— START DATASET ROWS —

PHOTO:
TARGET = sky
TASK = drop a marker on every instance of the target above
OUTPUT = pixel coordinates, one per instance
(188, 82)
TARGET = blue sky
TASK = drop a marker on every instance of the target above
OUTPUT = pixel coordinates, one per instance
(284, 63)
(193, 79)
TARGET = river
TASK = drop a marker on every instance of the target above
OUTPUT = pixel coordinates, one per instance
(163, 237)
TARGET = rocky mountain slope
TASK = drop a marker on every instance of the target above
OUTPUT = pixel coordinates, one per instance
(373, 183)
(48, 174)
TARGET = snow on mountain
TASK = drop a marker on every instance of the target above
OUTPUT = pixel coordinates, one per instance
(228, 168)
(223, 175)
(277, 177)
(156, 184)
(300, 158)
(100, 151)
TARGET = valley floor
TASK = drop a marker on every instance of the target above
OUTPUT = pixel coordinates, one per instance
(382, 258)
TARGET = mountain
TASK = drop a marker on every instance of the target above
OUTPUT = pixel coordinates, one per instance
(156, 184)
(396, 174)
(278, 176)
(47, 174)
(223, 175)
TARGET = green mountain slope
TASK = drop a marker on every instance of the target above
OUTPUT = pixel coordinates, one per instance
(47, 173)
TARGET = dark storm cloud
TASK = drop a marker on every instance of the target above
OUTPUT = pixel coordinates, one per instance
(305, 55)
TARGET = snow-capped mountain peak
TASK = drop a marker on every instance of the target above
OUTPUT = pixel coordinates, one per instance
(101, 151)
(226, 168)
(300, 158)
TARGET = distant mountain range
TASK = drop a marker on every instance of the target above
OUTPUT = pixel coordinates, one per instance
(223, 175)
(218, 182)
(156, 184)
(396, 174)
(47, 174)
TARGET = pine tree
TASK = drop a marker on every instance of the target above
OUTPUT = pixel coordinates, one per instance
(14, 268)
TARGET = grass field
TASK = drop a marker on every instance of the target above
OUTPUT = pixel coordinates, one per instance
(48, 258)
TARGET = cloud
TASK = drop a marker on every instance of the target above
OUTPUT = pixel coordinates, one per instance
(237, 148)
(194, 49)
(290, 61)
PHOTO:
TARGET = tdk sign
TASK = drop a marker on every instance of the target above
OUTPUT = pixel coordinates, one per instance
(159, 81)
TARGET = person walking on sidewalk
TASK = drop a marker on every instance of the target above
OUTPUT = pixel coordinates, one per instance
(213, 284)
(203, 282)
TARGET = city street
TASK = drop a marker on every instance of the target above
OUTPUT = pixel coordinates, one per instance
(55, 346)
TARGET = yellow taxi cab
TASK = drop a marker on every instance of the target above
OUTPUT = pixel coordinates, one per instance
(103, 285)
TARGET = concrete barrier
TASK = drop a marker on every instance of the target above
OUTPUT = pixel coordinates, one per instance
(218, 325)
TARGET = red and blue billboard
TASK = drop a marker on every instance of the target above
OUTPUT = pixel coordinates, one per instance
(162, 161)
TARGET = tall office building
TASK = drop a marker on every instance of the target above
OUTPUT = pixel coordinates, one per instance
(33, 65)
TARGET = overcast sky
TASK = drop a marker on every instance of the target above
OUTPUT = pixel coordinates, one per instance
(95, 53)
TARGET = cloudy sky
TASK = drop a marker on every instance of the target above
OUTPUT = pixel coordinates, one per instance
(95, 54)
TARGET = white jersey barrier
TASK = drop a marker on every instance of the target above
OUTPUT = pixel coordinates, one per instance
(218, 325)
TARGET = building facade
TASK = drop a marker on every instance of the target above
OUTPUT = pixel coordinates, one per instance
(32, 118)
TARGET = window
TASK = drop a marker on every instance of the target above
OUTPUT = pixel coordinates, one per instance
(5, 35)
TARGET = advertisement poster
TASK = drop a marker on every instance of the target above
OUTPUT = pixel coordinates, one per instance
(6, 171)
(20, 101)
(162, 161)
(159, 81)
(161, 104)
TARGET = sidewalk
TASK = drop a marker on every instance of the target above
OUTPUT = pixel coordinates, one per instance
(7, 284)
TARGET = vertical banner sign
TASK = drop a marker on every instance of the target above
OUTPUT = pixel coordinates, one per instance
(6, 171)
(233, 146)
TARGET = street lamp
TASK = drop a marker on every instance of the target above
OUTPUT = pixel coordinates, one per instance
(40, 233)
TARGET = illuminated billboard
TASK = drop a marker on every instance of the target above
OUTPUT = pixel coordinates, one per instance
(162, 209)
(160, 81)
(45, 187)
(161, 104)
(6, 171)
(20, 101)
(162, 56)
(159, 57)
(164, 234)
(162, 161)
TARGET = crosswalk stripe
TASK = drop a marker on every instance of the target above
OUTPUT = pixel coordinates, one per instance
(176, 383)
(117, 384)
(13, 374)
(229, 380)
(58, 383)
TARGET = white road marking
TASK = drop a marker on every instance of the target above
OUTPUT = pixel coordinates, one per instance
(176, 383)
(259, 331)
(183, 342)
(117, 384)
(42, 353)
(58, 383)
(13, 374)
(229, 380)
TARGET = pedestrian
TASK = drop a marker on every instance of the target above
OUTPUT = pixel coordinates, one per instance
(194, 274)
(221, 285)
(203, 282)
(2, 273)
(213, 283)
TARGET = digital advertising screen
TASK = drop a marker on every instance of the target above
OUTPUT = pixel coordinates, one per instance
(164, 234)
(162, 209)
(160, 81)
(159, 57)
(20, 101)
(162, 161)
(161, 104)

— END DATASET ROWS —

EXERCISE: Reproduce the material in full, with no word added or dropped.

WORKED ANSWER:
PHOTO:
TARGET = sky
TASK = drop a marker on every instance of the target above
OUTPUT = pixel coordinates, one per instance
(188, 82)
TARGET = blue sky
TASK = drop a marker on every instance of the target above
OUTPUT = pixel coordinates, one per instance
(284, 63)
(193, 79)
TARGET = river
TASK = drop a marker on every instance of the target above
OUTPUT = pixel coordinates, one per instance
(163, 237)
TARGET = rocky mountain slope
TASK = drop a marker on every instance of the target above
OUTPUT = pixel coordinates, one per instance
(373, 183)
(48, 174)
TARGET = snow on mountain
TASK = drop a marker on every instance of the target above
OUTPUT = pixel coordinates, one per instance
(228, 168)
(223, 175)
(277, 177)
(156, 184)
(300, 158)
(100, 151)
TARGET = valley floor
TASK = drop a marker on every instance of the target above
OUTPUT = pixel coordinates, one per instance
(382, 258)
TARGET = mountain
TASK = drop a marker on every instance of the target above
OUTPUT = pixel coordinates, one per instance
(156, 184)
(396, 174)
(278, 176)
(47, 174)
(223, 175)
TARGET = green mountain slope
TASK = drop a marker on every instance of the target above
OUTPUT = pixel coordinates, one per instance
(47, 173)
TARGET = dark storm cloud
TASK = drop a marker on every instance of the target above
OUTPUT = pixel coordinates, one per instance
(305, 55)
TARGET = snow-capped mountain peak
TASK = drop a marker on every instance of the target above
OUTPUT = pixel coordinates, one per instance
(101, 151)
(226, 168)
(300, 158)
TARGET = distant mountain range
TASK = drop a marker on every instance of the target above
OUTPUT = pixel coordinates, one per instance
(223, 175)
(218, 182)
(156, 184)
(396, 174)
(47, 174)
TARGET = pine tree
TASK = drop a marker on every instance of the target above
OUTPUT = pixel coordinates, one per instance
(14, 268)
TARGET = grass field
TASK = drop a marker on every instance of the target above
OUTPUT = pixel coordinates, one per instance
(48, 258)
TARGET = cloud
TASK = drop a marker on every instance of the target above
OUTPUT = pixel coordinates, one per instance
(237, 148)
(194, 49)
(290, 61)
PHOTO:
TARGET = tdk sign
TASK = drop a marker on every instance of the target above
OUTPUT = pixel coordinates, one per instance
(159, 81)
TARGET = person walking on sidewalk
TASK = drop a marker on every instance of the target above
OUTPUT = pixel coordinates, one per instance
(213, 284)
(203, 282)
TARGET = city street
TASK = drop a marker on every instance of the target above
OUTPUT = pixel coordinates, one per instance
(55, 346)
TARGET = yellow taxi cab
TASK = drop a marker on every instance of the target above
OUTPUT = pixel coordinates, one per instance
(103, 285)
TARGET = concrete barrier
TASK = drop a marker on every instance of the target above
OUTPUT = pixel coordinates, one per instance
(218, 325)
TARGET = red and blue billboard
TASK = drop a marker on every instance of the target above
OUTPUT = pixel coordinates, one per instance
(162, 161)
TARGET = tall office building
TASK = drop a marker on every instance of the target above
OUTPUT = pixel coordinates, one per instance
(33, 65)
TARGET = overcast sky
TASK = drop a marker on every instance of the target above
OUTPUT = pixel coordinates, one per instance
(95, 53)
TARGET = cloudy sky
TASK = drop a marker on every instance of the target above
OUTPUT = pixel coordinates, one per instance
(95, 54)
TARGET = white jersey barrier
TASK = drop a marker on every instance of the target above
OUTPUT = pixel coordinates, one per instance
(218, 325)
TARGET = building facade
TASK = drop a marker on every instance of the target above
OUTPUT = pixel coordinates, one per instance
(32, 118)
TARGET = window
TASK = drop a marker on every instance of the target above
OUTPUT = pixel coordinates, one per instance
(5, 35)
TARGET = advertisement poster
TASK = drop a marker on every instance of the target above
OUTPUT = pixel coordinates, one per instance
(6, 171)
(20, 101)
(162, 161)
(159, 81)
(161, 104)
TARGET = sidewalk
TASK = drop a marker on every instance of the target above
OUTPUT = pixel coordinates, one per instance
(7, 284)
TARGET = vertical banner sign
TASK = drop a marker on every instance of the target above
OUTPUT = pixel coordinates, one per instance
(6, 171)
(233, 146)
TARGET = street lamp
TASK = drop a marker on every instance of the target above
OUTPUT = pixel coordinates, one per instance
(40, 233)
TARGET = illuminated billboard
TASK = drop a marker on every instance of the target above
OUTPUT = pixel coordinates, one per instance
(162, 209)
(160, 81)
(45, 187)
(161, 104)
(6, 171)
(20, 101)
(162, 56)
(159, 57)
(164, 234)
(162, 161)
TARGET = crosswalk stripe
TASK = drop a marker on every instance of the target above
OUTPUT = pixel coordinates, one per instance
(176, 383)
(117, 384)
(13, 374)
(229, 380)
(58, 383)
TARGET = white road marking
TASK = drop a marker on every instance of the target above
OUTPUT = pixel coordinates, one per instance
(176, 383)
(259, 331)
(183, 342)
(117, 384)
(42, 353)
(58, 383)
(13, 374)
(229, 380)
TARGET = pedestrian
TASK = drop a marker on every instance of the target above
OUTPUT = pixel coordinates, one per instance
(194, 274)
(221, 285)
(203, 282)
(2, 273)
(213, 283)
TARGET = digital advertising screen
TASK = drop a marker on every instance of the target above
OUTPUT = pixel coordinates, one per instance
(164, 234)
(162, 209)
(160, 81)
(159, 57)
(20, 101)
(162, 161)
(161, 104)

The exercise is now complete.